Data extracts ->
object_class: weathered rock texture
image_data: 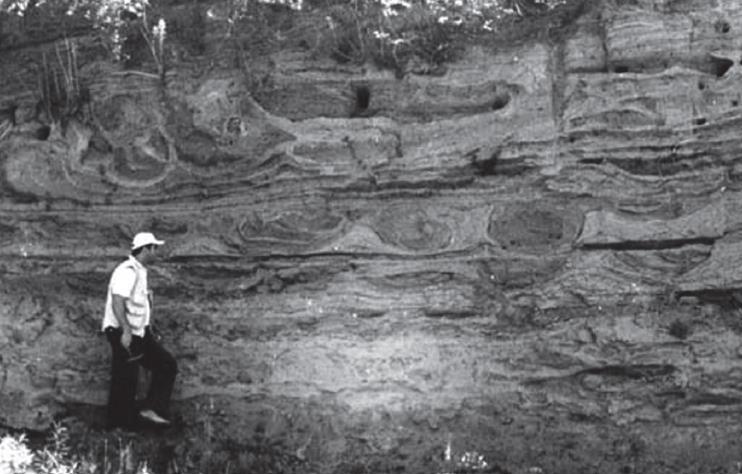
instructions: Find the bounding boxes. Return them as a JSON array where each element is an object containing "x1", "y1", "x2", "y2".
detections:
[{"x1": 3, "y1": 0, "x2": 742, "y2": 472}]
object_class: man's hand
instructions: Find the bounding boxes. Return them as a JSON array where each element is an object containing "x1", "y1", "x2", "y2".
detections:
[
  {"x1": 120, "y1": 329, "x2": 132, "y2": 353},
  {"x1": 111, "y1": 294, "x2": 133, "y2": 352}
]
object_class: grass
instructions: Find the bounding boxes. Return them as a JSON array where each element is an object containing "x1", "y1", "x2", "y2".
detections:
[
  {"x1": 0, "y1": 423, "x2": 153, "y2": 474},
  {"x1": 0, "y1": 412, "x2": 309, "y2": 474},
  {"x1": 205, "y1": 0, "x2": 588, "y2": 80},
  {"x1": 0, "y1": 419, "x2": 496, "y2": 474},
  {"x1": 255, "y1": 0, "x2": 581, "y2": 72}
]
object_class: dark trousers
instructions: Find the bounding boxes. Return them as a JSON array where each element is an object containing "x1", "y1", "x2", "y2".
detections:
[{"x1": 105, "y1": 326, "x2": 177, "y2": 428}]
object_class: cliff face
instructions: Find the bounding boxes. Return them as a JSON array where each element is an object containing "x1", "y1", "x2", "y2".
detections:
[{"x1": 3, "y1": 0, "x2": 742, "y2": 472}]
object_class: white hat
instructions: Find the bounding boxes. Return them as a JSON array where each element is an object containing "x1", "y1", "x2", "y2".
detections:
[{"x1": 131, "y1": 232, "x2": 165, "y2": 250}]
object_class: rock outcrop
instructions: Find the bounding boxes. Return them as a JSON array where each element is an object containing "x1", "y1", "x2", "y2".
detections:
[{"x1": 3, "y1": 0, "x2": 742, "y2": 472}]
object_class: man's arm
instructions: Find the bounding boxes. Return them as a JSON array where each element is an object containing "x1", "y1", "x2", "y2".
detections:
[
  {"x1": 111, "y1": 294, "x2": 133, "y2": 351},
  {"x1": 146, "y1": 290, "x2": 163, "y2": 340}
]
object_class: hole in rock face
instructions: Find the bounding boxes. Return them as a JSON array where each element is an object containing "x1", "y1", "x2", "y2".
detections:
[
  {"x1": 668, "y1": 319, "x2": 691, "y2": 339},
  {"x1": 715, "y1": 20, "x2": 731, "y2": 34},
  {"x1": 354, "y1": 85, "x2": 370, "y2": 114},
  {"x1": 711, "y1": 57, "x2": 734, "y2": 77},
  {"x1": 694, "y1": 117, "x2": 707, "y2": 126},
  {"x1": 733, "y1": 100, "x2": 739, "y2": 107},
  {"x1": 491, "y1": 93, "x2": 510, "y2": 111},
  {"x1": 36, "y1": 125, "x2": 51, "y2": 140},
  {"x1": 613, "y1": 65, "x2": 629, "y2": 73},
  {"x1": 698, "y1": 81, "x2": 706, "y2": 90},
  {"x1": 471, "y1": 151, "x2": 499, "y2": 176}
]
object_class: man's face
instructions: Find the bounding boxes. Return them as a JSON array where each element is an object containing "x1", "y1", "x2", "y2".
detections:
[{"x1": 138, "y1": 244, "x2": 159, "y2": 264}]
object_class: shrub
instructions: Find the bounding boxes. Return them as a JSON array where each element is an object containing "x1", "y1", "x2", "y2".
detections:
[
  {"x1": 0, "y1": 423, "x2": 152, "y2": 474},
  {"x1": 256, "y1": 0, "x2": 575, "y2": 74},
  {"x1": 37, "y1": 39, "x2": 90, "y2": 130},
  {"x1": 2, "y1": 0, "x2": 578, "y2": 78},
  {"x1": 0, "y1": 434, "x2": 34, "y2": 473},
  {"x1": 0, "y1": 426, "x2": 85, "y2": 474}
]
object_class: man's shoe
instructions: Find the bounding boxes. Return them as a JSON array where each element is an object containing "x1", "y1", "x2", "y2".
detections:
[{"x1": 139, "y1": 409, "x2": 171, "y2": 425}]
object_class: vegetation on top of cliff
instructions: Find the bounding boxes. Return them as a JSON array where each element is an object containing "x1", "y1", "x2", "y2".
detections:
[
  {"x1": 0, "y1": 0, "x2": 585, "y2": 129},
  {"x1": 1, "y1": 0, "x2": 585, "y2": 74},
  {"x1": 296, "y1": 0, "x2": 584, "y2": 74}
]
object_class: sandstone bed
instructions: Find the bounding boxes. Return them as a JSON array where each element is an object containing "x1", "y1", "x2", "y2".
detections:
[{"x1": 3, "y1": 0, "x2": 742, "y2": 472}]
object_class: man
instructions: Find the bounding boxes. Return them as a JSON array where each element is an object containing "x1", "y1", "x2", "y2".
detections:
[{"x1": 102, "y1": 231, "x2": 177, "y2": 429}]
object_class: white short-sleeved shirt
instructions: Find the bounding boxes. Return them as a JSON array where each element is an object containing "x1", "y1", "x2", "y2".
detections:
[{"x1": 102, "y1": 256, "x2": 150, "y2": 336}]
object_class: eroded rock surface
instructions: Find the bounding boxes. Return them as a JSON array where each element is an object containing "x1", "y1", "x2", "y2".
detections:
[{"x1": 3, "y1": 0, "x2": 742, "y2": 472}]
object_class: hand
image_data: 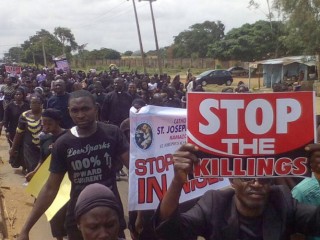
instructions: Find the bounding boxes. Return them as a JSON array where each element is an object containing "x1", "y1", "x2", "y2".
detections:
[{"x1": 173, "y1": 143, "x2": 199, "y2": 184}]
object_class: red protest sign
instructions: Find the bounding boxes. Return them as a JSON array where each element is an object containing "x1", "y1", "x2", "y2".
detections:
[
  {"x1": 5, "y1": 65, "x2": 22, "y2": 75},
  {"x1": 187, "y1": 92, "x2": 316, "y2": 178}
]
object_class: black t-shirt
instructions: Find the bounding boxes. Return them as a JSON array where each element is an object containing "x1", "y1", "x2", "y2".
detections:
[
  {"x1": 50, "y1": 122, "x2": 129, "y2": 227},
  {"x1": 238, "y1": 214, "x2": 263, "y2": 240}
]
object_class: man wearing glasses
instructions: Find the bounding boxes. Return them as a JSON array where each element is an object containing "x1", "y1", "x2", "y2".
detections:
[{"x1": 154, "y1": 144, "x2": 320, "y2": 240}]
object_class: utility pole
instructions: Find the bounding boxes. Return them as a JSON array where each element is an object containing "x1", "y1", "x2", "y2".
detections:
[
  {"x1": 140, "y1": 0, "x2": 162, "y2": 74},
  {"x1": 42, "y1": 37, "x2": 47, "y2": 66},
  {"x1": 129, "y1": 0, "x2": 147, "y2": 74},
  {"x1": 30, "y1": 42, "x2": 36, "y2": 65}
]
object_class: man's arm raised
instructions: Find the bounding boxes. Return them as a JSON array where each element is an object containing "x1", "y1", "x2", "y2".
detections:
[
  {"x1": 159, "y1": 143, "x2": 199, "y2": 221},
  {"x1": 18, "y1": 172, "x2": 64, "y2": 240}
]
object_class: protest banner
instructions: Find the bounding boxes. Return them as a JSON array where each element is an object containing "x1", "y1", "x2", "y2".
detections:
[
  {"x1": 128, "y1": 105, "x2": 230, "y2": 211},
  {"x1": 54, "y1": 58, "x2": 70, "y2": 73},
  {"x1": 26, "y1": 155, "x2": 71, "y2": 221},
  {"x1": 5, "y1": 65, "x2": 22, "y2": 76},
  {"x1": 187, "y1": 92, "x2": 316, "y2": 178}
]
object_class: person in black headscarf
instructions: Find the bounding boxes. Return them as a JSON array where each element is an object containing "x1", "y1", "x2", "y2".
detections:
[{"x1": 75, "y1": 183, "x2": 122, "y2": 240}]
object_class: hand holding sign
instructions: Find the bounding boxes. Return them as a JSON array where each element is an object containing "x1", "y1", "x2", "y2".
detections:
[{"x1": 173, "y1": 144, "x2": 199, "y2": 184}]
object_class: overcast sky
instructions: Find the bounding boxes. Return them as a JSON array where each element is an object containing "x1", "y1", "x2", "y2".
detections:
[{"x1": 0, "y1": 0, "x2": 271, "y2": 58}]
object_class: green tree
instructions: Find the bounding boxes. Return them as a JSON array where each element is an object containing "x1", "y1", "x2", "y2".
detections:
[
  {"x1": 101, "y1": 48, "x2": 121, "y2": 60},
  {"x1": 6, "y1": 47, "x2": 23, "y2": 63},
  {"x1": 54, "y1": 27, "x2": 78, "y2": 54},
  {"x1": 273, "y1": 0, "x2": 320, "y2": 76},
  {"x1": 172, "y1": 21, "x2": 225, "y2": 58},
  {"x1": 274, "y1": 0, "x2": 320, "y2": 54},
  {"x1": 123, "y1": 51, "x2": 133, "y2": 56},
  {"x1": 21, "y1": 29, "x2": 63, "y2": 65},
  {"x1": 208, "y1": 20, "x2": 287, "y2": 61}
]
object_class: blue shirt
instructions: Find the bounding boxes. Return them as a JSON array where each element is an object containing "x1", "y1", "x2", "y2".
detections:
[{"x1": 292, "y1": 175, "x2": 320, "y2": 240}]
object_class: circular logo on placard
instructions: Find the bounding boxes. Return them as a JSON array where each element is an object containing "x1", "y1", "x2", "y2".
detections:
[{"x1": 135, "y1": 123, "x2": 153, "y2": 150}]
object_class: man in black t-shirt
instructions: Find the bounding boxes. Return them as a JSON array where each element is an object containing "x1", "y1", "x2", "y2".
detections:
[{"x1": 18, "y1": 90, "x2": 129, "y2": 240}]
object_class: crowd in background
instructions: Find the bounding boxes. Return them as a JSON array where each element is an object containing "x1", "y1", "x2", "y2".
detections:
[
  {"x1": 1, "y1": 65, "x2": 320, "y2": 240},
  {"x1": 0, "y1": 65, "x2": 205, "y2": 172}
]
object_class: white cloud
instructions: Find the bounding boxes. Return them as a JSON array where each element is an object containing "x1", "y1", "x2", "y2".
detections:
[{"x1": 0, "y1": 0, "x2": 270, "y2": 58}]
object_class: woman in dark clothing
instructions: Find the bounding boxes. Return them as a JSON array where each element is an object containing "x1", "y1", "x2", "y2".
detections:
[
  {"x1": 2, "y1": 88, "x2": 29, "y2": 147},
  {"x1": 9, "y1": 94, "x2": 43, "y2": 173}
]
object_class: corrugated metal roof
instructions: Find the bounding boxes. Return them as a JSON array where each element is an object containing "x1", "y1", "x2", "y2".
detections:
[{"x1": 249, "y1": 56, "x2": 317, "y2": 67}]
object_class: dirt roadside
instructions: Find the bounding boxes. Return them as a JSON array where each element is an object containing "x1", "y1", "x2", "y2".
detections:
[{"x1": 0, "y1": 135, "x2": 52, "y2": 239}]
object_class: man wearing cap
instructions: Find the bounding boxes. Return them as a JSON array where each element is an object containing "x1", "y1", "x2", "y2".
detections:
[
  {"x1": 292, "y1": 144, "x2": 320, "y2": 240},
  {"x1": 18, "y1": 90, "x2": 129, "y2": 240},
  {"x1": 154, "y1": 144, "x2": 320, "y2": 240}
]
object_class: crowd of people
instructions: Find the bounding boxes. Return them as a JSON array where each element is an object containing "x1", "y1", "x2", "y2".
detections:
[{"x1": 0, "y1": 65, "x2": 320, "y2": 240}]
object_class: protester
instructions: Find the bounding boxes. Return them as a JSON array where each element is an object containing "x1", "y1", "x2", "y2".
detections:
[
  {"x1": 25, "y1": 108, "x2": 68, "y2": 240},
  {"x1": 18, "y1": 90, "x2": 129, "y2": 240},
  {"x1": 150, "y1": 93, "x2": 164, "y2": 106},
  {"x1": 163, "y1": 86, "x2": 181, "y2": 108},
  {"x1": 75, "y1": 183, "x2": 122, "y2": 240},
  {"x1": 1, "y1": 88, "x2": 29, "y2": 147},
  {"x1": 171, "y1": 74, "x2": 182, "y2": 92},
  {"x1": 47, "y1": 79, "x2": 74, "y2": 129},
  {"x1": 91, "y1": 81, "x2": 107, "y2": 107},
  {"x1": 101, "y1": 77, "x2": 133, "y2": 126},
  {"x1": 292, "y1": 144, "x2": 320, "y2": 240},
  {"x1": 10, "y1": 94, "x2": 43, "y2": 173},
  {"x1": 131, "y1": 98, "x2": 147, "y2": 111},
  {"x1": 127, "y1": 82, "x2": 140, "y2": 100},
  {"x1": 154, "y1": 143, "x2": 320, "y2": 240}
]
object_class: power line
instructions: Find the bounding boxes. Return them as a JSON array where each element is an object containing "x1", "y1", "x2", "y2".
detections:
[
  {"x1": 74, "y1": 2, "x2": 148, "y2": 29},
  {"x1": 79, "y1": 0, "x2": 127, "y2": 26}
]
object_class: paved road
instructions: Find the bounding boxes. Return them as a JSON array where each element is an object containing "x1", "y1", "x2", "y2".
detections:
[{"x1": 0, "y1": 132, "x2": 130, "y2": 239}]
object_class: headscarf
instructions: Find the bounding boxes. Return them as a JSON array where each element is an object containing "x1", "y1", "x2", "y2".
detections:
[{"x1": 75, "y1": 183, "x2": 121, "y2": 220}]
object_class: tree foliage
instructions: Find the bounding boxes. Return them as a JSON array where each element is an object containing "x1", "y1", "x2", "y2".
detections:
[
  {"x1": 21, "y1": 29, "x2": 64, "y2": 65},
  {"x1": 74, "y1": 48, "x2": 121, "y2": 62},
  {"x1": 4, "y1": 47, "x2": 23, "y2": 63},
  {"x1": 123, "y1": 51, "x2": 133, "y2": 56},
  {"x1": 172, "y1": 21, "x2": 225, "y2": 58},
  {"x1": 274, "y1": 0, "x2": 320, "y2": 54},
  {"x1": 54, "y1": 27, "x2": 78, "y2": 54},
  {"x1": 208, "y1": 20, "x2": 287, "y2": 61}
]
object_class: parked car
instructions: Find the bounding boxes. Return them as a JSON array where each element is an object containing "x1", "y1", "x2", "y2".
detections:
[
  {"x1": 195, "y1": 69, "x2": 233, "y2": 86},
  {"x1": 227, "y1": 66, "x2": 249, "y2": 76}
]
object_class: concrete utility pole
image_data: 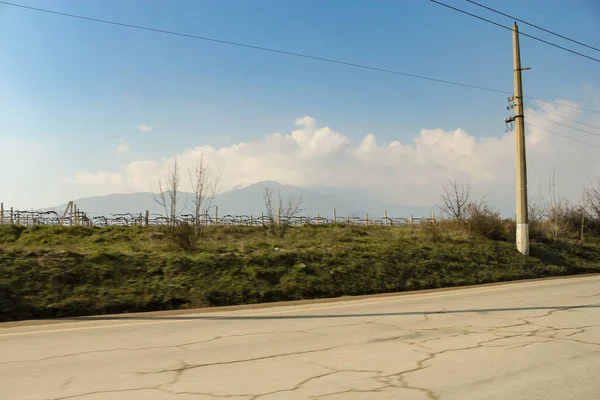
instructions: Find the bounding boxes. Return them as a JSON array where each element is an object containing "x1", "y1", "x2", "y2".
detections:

Aim of the exercise -> Where a line of the listing holds "utility", show that line.

Output of the exercise ->
object_class: utility pole
object_class: concrete utility pole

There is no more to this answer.